# EXCERPTED PASSAGE
--

New Institute name honours the late Bryan Hudson
Today, the MIMR-PHI Institute of Medical Research has been renamed ‘Hudson Institute of Medical Research’ to honour the late Professor Bryan Hudson.
Hudson Institute Director, Professor Bryan Williams says Professor Hudson was a world-class medical researcher, innovator and a visionary leader.
“As both a physician and a scientist, Professor Hudson’s legacy exemplifies the values of the Institute – excellence in cutting-edge research and ensuring its positive impact on the health of the community,” he said.
The MIMR-PHI Institute came about as the result of a 2014 merger between two of Melbourne’s most trusted names in medical research, Monash Institute of Medical Research (MIMR) and Prince Henry’s Institute (PHI).
Now, with a combined 75 years of research experience, more than 450 leading researchers and postgraduate students, an annual budget of more than $45m, and state-of-the-art research facilities, the merged Institute has taken its place as a leader in medical research and its translation into the clinic.

--

# SUPPLIED MATERIAL
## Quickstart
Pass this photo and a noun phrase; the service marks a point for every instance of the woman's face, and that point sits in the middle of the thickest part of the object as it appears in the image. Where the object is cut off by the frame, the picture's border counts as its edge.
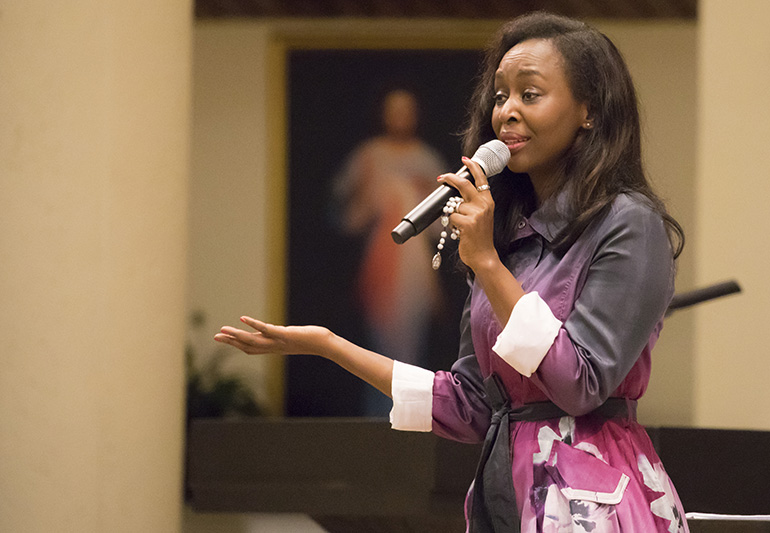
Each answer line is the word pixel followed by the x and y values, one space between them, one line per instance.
pixel 534 113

--

# CHECK YOUR UNDERSTANDING
A. List every institute name that appears in the renaming announcement.
B. Who is the Director of Hudson Institute, according to the renaming announcement?
C. Please quote the renaming announcement between "New Institute name" and "Professor Bryan Hudson.", inclusive.
The material can be set aside.

# YOUR WRITTEN ANSWERS
A.
MIMR-PHI Institute of Medical Research
Hudson Institute of Medical Research
Monash Institute of Medical Research (MIMR)
Prince Henry's Institute (PHI)

B. Professor Bryan Williams.

C.
New Institute name honours the late Bryan Hudson
Today, the MIMR-PHI Institute of Medical Research has been renamed ‘Hudson Institute of Medical Research’ to honour the late Professor Bryan Hudson.